--- Begin QUOTED TEXT ---

The Oostvaardersplassen nature reserve (52°26′N, 5°19′E) consists of a 3600 ha P. australis marsh, which developed in the late 1970s and early 1980s in the lowlying parts of Zuidelijk Flevoland, a polder (about 4.5 m below sea level) reclaimed from lake IJsselmeer in 1968. Since that time, a diverse avian wildlife community has spontaneously developed, with large numbers of breeding bird species such as Eurasian Spoonbill Platalea leucorodia, Great Egret Casmerodius alba, Great Bittern Botaurus stellaris and Bearded Reedling Panurus biarmicus. Between 1985 and 1995 23 species (breeding and non-breeding) were regularly found in numbers exceeding 1% of the flyway population (M.R. van Eerden, unpubl. data).

In the early 1980s, a well-drained zone (border zone; 1900 ha) was added to the nature reserve. About 900 ha had already been converted to arable fields. Part of this area was used to carry out the experiment to study the effects of water table and grazing by livestock on the feeding habitats of piscivorous marsh birds such as Eurasian Spoonbill and Great Egret.

The uniformly flat 50-ha study area, which had homogeneous soil characteristics, was divided into three fields of the same shape and area (fields I, II, III; Fig. 1). Within each field, five types of ditches and one type of pool were dug in duplicate. The ditches differed in slope, depth and width. The depth of the water in the ditches and the pool ranged from 0 m to 2 m, depending on the water table regime. The pools had slightly sloping sides and were wider than most of the ditches. For a detailed description of the characteristics of the ditches and pools, see Voslamber (1996). As is general practise in the Netherlands, the hydrology of the area was carefully controlled. Each field had its own water table regime (Fig. 2). In field I the water table was raised 20 cm above mean winter level in early summer. In field II the water table was kept constant throughout the year. A more or less ‘natural’ water level was mimicked in field III: large areas became inundated during the winter months, and some of the ditches fell dry during summer. The water table was regulated by means of a float-valve mechanism and let-down hoses. The total 50 ha consisted of c.10 ha of open water and c. 40 ha of unfertilised sown grassland. The study area was grazed annually by cattle and horses from May to November at a stocking rate ranging of 0.9–1.7 animals/ha. No mechanical ditch cleaning took place.

--- End QUOTED TEXT ---
--- Begin MATERIAL SHOWN ---

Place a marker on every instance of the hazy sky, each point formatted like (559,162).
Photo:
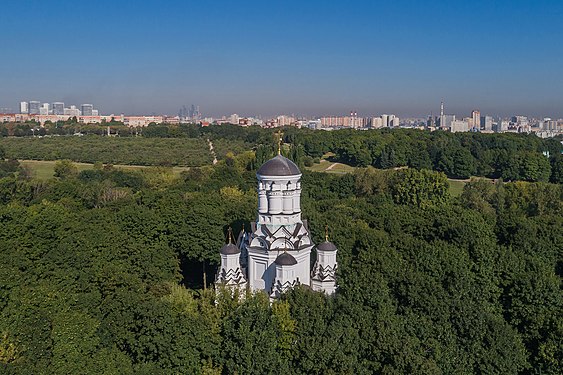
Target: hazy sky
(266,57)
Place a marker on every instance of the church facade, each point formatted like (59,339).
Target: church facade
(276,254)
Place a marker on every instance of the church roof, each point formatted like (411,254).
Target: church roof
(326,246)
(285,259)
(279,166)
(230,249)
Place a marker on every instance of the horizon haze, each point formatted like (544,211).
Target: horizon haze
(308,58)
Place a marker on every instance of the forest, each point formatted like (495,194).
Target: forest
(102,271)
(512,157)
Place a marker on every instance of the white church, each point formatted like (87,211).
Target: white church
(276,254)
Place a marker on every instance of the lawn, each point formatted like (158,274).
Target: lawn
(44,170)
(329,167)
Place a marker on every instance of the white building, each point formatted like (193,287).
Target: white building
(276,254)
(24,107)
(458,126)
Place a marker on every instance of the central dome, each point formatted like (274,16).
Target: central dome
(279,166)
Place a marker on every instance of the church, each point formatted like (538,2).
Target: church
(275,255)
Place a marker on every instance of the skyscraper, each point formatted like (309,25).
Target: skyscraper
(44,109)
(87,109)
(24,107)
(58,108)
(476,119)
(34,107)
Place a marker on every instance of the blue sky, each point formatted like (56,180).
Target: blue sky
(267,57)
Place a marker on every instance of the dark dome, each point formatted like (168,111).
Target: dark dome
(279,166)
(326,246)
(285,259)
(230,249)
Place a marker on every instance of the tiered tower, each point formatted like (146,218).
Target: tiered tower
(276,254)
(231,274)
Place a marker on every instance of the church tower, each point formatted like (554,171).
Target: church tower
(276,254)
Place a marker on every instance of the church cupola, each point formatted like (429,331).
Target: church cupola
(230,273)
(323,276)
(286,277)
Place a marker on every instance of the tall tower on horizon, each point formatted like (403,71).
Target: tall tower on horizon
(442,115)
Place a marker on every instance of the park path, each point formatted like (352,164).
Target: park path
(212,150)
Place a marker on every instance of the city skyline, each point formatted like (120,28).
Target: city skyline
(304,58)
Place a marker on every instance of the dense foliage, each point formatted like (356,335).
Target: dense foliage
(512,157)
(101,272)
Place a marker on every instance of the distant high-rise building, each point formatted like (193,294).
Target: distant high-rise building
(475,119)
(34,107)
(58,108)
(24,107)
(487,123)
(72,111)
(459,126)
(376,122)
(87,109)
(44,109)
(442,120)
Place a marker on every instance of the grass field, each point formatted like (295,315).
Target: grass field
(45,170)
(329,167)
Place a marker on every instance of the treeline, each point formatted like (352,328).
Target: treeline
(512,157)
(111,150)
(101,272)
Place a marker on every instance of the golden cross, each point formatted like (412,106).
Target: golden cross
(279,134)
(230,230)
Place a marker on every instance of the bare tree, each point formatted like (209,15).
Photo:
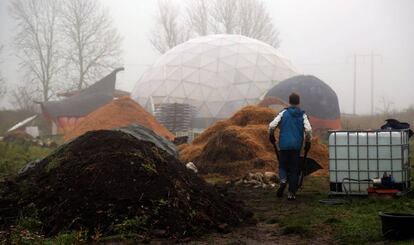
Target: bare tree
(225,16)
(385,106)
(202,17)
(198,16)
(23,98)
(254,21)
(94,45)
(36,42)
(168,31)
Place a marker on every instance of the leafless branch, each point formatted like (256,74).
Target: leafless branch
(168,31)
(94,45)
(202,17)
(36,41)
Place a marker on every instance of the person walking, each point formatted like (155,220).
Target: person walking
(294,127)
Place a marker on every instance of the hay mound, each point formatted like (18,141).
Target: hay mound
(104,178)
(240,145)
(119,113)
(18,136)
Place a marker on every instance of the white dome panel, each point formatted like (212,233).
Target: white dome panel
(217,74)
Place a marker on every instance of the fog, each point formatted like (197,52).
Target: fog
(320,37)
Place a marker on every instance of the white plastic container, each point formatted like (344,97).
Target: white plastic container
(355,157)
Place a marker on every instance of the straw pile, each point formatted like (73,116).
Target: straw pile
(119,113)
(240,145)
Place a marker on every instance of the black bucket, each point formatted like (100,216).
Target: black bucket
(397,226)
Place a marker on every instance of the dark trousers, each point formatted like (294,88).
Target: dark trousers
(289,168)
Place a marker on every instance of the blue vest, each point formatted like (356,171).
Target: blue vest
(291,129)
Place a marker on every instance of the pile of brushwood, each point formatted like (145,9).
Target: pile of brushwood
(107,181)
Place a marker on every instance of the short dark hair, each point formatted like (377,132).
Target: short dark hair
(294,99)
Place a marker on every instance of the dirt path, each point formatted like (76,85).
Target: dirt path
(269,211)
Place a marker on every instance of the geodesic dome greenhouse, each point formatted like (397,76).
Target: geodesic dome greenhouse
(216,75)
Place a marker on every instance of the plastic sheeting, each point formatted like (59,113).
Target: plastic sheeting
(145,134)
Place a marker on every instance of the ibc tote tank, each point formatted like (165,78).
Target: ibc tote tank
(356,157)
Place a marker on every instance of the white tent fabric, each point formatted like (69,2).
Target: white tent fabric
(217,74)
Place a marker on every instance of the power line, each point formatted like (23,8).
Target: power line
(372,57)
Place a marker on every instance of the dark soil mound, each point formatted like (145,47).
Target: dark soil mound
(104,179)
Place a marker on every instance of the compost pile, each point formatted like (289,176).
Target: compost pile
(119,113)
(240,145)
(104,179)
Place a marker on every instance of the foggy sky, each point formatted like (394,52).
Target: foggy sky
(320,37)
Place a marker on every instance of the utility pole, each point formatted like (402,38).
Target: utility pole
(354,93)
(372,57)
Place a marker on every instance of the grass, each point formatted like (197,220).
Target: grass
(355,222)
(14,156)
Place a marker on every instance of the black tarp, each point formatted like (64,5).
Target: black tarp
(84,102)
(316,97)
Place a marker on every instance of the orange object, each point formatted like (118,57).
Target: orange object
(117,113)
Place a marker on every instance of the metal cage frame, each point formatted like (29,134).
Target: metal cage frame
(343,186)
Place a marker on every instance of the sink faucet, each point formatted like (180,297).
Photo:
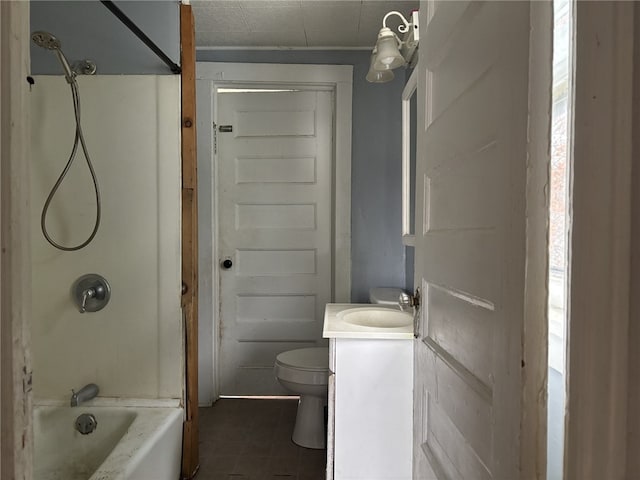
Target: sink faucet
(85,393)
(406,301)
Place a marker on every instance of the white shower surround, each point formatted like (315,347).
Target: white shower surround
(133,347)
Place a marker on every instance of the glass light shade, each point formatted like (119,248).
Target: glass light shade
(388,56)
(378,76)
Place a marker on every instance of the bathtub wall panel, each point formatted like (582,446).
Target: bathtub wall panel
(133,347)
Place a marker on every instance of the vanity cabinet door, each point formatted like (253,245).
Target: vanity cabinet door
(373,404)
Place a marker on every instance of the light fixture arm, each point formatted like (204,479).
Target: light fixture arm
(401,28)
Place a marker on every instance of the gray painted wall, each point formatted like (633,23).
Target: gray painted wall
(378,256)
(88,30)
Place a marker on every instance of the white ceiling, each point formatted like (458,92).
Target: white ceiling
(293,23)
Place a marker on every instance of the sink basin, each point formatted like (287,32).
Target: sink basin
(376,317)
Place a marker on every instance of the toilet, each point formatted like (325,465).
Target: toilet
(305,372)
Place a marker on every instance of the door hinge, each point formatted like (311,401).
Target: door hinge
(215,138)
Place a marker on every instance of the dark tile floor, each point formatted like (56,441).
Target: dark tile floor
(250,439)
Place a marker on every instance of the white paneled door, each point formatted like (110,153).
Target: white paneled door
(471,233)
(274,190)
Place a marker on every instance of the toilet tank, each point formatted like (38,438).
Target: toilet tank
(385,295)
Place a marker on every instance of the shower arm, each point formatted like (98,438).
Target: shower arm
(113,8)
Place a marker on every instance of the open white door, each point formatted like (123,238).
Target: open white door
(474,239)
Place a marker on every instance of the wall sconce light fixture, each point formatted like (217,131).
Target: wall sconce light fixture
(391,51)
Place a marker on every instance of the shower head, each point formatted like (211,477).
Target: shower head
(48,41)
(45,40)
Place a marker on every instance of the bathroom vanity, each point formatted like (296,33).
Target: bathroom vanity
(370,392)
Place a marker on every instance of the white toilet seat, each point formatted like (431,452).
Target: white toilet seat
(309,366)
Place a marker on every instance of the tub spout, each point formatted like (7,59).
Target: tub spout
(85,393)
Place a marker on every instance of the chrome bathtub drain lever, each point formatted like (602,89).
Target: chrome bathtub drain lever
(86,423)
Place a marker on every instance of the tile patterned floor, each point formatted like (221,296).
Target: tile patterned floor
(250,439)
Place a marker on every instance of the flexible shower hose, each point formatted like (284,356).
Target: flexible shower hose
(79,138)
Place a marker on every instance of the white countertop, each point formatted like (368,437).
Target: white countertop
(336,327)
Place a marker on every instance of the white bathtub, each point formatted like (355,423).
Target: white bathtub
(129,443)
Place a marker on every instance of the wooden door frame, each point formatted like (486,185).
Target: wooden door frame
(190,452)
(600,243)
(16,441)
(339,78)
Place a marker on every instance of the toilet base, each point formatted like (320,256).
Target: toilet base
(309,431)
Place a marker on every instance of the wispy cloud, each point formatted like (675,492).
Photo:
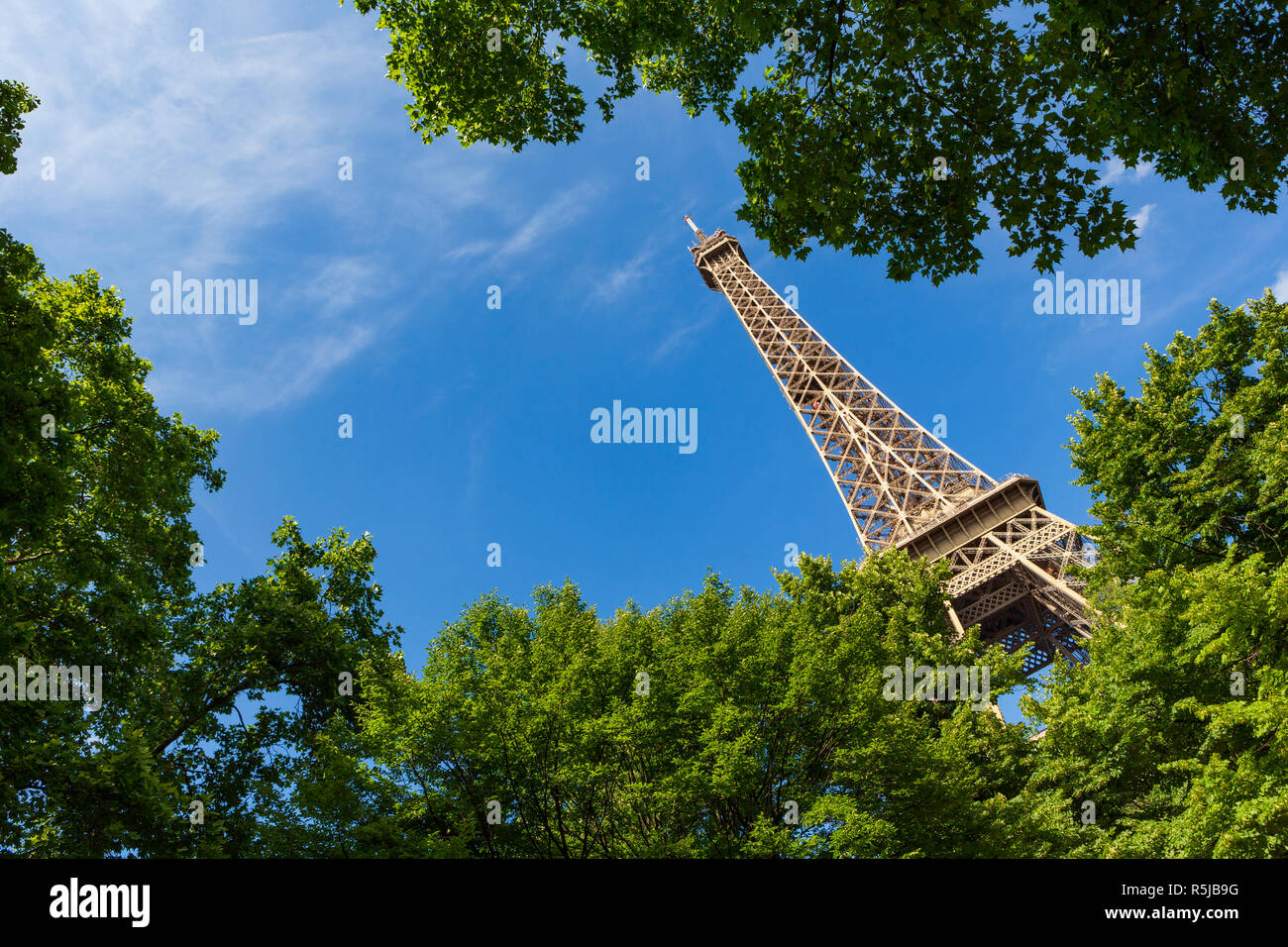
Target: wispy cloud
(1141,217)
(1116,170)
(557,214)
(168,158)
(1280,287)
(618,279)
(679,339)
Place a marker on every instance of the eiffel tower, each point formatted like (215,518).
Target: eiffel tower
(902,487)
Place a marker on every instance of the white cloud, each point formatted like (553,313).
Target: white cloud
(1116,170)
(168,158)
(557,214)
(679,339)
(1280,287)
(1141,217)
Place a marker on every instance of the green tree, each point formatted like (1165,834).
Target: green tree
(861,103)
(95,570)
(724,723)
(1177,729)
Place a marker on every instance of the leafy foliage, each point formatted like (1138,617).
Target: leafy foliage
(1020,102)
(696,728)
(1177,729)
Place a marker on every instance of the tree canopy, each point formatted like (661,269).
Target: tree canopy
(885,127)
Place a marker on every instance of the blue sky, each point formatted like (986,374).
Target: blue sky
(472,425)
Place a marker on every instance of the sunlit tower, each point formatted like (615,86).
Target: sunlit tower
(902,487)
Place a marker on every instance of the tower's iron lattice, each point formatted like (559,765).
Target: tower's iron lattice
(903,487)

--- End MATERIAL SHOWN ---

## PROBLEMS TO WORK ON:
A. Decide whether each statement agrees with the Oostvaardersplassen text above the material. Answer yes or no for each, and quote the words of the text that settle it. (i) The polder was reclaimed from lake IJsselmeer in 1968. (ii) In field II the water table was raised in early summer. (iii) The ditches in the study area were cleaned mechanically.
B. Write what comes next in the Oostvaardersplassen text above the material, starting after its final sentence.

## REPLIES:
A.
(i) Yes: "reclaimed from lake IJsselmeer in 1968"
(ii) No: "In field II the water table was kept constant throughout the year."
(iii) No: "No mechanical ditch cleaning took place."

B.
Development of Phragmites australis

The development of reed cover in the pools and ditches of the three study fields was estimated from aerial photographs taken each summer from 1987 to 1992. The photos were ground truthed by estimating reed cover in quadrats of 2×2 m2. The figures for reed vegetation cover presented in this paper are expressed as a percentage of the total ditch and pool area (c. 10 ha). In order to study the effects of grazing on vegetation in more detail, exclosures (5×30 m2) were built across the ditches, with their long axes perpendicular to the ditches, in spring 1992. They were located in such a way that at the time of construction reed height and reed cover were identical inside and outside the exclosures.

On the basis of another study in the Oostvaardersplassen (Huijser et al. 1996), which had demonstrated a significant positive relationship between reed cover and reed height, we used reed height as an indicator of reed cover. The reed height was measured inside and outside the exclosures once a year, during autumn. This was done in strips of about 0.5×20 m2 perpendicular to the ditches.

Food supply of piscivorous marsh birds

Fish proved to be the main food source for the birds observed in the study area (Voslamber 1996). Fish density was determined by sampling with a scrape net at night in the shallower parts of the ditches to get an impression of the relative distribution of fish over the different ditches. The net, which had a mesh gauge of 0.5 cm, was swept through the water with a rapid movement, sampling a surface area of approximately 1 m2. Over the years 1987 to 1992, we sampled at least twice each month from April to September. During winter sampling took place at a lower frequency.

Figure 2.

Water table throughout the year in the three fields of the study area. Note that field level is the height of the ground surface in the area relative to Dutch Ordnance Level (NAP). The shaded horizontal bars on top of the figure give an indication of the periods in which the most important piscivorous birds were present in the study area: a = Smew, b = Great Crested Grebe, c = Grey Heron and Little Grebe, and d = Eurasian Spoonbill and Great Egret.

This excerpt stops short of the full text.